** Work instructions **
Write out the entries again. Match each one exactly.

__________________________________________________

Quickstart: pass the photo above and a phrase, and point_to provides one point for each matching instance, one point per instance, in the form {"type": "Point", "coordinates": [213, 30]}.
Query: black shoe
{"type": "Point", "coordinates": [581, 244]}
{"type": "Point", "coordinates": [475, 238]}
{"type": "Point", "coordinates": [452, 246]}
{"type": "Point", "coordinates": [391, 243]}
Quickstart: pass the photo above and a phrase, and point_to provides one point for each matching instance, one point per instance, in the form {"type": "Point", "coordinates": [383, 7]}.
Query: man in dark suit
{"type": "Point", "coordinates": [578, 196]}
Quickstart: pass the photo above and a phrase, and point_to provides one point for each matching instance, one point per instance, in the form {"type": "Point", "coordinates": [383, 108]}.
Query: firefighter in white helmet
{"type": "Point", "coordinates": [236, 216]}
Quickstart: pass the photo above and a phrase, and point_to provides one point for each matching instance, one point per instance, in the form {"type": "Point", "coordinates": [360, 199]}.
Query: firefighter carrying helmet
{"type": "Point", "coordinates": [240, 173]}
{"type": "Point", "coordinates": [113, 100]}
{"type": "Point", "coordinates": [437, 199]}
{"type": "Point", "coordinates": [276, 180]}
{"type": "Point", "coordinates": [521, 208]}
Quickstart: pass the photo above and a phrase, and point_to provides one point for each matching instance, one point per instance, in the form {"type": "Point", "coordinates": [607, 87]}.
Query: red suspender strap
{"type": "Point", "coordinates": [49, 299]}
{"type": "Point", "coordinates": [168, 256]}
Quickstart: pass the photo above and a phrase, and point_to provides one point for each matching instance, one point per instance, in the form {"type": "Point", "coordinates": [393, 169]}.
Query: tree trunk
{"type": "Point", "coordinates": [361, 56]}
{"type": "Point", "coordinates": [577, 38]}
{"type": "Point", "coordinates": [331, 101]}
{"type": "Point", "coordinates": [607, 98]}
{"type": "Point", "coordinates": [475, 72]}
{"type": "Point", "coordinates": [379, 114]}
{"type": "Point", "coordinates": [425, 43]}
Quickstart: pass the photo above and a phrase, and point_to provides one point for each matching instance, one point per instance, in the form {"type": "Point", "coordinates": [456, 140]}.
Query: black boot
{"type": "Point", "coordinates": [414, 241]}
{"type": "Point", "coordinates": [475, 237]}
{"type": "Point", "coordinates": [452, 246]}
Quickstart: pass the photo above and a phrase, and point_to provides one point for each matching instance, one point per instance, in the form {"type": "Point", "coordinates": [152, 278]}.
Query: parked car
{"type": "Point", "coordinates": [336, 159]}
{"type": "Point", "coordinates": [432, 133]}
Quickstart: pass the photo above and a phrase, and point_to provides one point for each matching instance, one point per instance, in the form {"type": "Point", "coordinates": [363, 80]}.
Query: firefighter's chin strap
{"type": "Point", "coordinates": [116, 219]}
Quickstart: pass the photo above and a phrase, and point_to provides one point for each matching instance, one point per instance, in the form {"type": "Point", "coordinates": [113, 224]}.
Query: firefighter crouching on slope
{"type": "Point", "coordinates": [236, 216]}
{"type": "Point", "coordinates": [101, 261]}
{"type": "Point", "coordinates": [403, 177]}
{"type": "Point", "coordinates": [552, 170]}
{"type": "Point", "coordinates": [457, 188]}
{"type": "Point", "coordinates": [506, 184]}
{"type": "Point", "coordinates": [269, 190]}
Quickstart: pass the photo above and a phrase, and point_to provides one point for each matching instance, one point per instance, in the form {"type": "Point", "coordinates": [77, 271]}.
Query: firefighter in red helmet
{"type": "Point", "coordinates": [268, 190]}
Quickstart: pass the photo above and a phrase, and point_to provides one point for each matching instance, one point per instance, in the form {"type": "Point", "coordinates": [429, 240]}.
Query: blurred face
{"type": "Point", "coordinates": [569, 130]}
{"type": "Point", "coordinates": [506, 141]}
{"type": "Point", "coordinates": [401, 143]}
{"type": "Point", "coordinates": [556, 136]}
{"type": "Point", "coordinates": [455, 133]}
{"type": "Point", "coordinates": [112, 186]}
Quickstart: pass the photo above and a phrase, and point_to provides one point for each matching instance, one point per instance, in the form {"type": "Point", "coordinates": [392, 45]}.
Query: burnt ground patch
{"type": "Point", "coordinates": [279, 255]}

__________________________________________________

** Task result **
Quickstart: pass the photo above and a phrase, and point_to provides one point for each matching instance, one point per instance, in the form {"type": "Point", "coordinates": [213, 30]}.
Query: black shoe
{"type": "Point", "coordinates": [581, 244]}
{"type": "Point", "coordinates": [475, 238]}
{"type": "Point", "coordinates": [452, 246]}
{"type": "Point", "coordinates": [391, 243]}
Quickstart: pass the photo above and a phrase, and point_to provides one point for each matching instance, one point per instance, in the form {"type": "Point", "coordinates": [383, 7]}.
Query: man in dark suit
{"type": "Point", "coordinates": [578, 196]}
Quickstart: pass the photo above and a phrase, and point_to provides one point for each matching instance, one point per instance, in the form {"type": "Point", "coordinates": [383, 108]}.
Query: firefighter in white helmet
{"type": "Point", "coordinates": [236, 216]}
Quickstart: pass the photo above and a phrase, and point_to provides one point for each matching instance, one point per instance, in the form {"type": "Point", "coordinates": [360, 199]}.
Query: firefighter carrying helmet
{"type": "Point", "coordinates": [240, 173]}
{"type": "Point", "coordinates": [113, 100]}
{"type": "Point", "coordinates": [437, 199]}
{"type": "Point", "coordinates": [276, 180]}
{"type": "Point", "coordinates": [521, 208]}
Quickstart: pass the photo above and a phrase, and point_to provides one point for each matching instance, one point per instance, in the form {"type": "Point", "coordinates": [607, 87]}.
Query: red suspender strap
{"type": "Point", "coordinates": [49, 299]}
{"type": "Point", "coordinates": [168, 256]}
Quickstart: pass the photo above and a phrase, and point_to provides one point for each matching instance, one point per instance, in the form {"type": "Point", "coordinates": [393, 169]}.
Query: tree trunk
{"type": "Point", "coordinates": [361, 56]}
{"type": "Point", "coordinates": [577, 38]}
{"type": "Point", "coordinates": [331, 101]}
{"type": "Point", "coordinates": [607, 98]}
{"type": "Point", "coordinates": [475, 72]}
{"type": "Point", "coordinates": [379, 114]}
{"type": "Point", "coordinates": [425, 43]}
Quickstart: pass the photo above and a phrase, and point_to provides one point for each matching instance, one point per instance, in the form {"type": "Point", "coordinates": [456, 140]}.
Query: black boot
{"type": "Point", "coordinates": [414, 241]}
{"type": "Point", "coordinates": [475, 237]}
{"type": "Point", "coordinates": [452, 246]}
Quickstart: pass the photo above and a phrase, and point_to provides one point for each matching instance, one point per instance, in the form {"type": "Point", "coordinates": [152, 278]}.
Query: parked car
{"type": "Point", "coordinates": [336, 159]}
{"type": "Point", "coordinates": [432, 133]}
Quickstart: pass the photo above and a phrase, and point_to provides one point for each matching instance, one point per instance, in the form {"type": "Point", "coordinates": [363, 80]}.
Query: firefighter's chin strap
{"type": "Point", "coordinates": [116, 219]}
Quickstart: pass the photo above and a phrase, and point_to provides one point for each matching instance, one point per instance, in the form {"type": "Point", "coordinates": [113, 224]}.
Query: firefighter crouching on slope
{"type": "Point", "coordinates": [236, 216]}
{"type": "Point", "coordinates": [101, 261]}
{"type": "Point", "coordinates": [403, 177]}
{"type": "Point", "coordinates": [552, 170]}
{"type": "Point", "coordinates": [457, 188]}
{"type": "Point", "coordinates": [506, 184]}
{"type": "Point", "coordinates": [269, 190]}
Quickstart: pass the photo above and a phrase, and point_to provides one point for each matching instance, one point per instance, in the form {"type": "Point", "coordinates": [77, 271]}.
Query: firefighter in red helmet
{"type": "Point", "coordinates": [268, 190]}
Quickstart: pass the photo above and a phrase, and point_to provides one point for each matching instance, one point per instance, in the form {"type": "Point", "coordinates": [429, 240]}.
Query: blurred face
{"type": "Point", "coordinates": [569, 130]}
{"type": "Point", "coordinates": [506, 141]}
{"type": "Point", "coordinates": [401, 143]}
{"type": "Point", "coordinates": [556, 136]}
{"type": "Point", "coordinates": [455, 133]}
{"type": "Point", "coordinates": [112, 186]}
Quickstart: pass the photo above and a phrase, and point_to provides one point for each matching instance, one point per instance, in the form {"type": "Point", "coordinates": [392, 45]}.
Query: burnt ground patch
{"type": "Point", "coordinates": [279, 255]}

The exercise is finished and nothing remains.